## Begin GIVEN RECORDS

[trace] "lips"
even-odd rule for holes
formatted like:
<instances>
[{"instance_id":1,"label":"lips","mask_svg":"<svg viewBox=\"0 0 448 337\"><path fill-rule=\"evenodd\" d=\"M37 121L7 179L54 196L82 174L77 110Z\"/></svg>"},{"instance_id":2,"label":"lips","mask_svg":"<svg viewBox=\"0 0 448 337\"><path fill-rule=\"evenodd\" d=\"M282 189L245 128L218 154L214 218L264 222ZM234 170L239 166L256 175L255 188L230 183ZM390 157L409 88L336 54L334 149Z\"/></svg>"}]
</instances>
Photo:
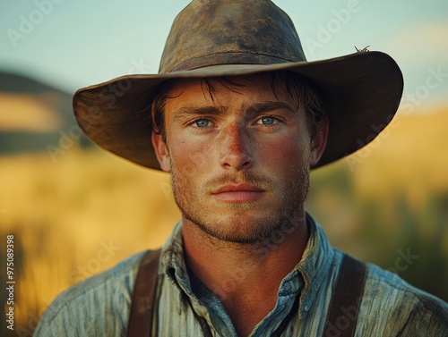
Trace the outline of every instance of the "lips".
<instances>
[{"instance_id":1,"label":"lips","mask_svg":"<svg viewBox=\"0 0 448 337\"><path fill-rule=\"evenodd\" d=\"M264 193L256 186L248 183L228 184L214 190L213 198L227 202L252 202L262 198Z\"/></svg>"}]
</instances>

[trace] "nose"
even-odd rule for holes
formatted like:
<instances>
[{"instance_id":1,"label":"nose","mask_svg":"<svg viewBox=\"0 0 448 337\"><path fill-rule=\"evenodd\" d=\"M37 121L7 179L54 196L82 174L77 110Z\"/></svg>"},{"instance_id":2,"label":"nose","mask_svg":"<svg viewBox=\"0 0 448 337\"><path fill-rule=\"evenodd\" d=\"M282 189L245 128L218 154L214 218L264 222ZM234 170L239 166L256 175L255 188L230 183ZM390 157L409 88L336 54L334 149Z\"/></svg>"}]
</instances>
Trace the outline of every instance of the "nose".
<instances>
[{"instance_id":1,"label":"nose","mask_svg":"<svg viewBox=\"0 0 448 337\"><path fill-rule=\"evenodd\" d=\"M247 170L254 164L251 139L247 131L240 125L228 126L218 140L220 164L226 170Z\"/></svg>"}]
</instances>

## End GIVEN RECORDS

• PROBLEM REQUIREMENTS:
List each line in the entries above that contains the word "every", treating uppercase and lowercase as different.

• COMPLETE ANSWER:
Trace the outline of every instance of the "lips".
Trace the outline of every instance of the "nose".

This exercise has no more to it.